● EXERCISE GOAL:
When you come to the line with "[point] every instance of the black", begin repeating; continue exactly through the final line of the records and include nothing from before.

---------- SOURCE DATA

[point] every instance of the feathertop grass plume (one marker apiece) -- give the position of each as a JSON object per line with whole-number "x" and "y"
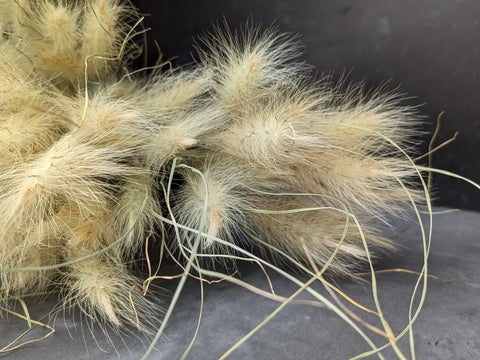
{"x": 87, "y": 170}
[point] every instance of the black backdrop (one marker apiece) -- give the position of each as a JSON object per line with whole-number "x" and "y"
{"x": 429, "y": 48}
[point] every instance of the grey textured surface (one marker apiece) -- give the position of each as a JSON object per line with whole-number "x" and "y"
{"x": 430, "y": 49}
{"x": 447, "y": 328}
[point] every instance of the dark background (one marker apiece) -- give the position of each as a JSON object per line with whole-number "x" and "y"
{"x": 430, "y": 49}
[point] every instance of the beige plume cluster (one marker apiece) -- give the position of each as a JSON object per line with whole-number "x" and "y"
{"x": 86, "y": 154}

--------------------

● RESPONSE AREA:
[point] every instance of the black backdrop (one marker apiece) -- give the position of each as a JSON object per line with whole-number "x" and "y"
{"x": 429, "y": 48}
[point] every instance of the grey textured surface (one marker apiece) -- give the position of each as a JSON object per line with whole-number "x" and "y"
{"x": 430, "y": 49}
{"x": 447, "y": 328}
[point] every instance of the dark background (one marker apiece) -- give the position of each as a JSON object per line with whole-number "x" and "y"
{"x": 430, "y": 49}
[point] every instance of the beige plume cluster (one marker apiece) -- give the position of each as a JSON object per line with whole-number "x" and "y"
{"x": 86, "y": 154}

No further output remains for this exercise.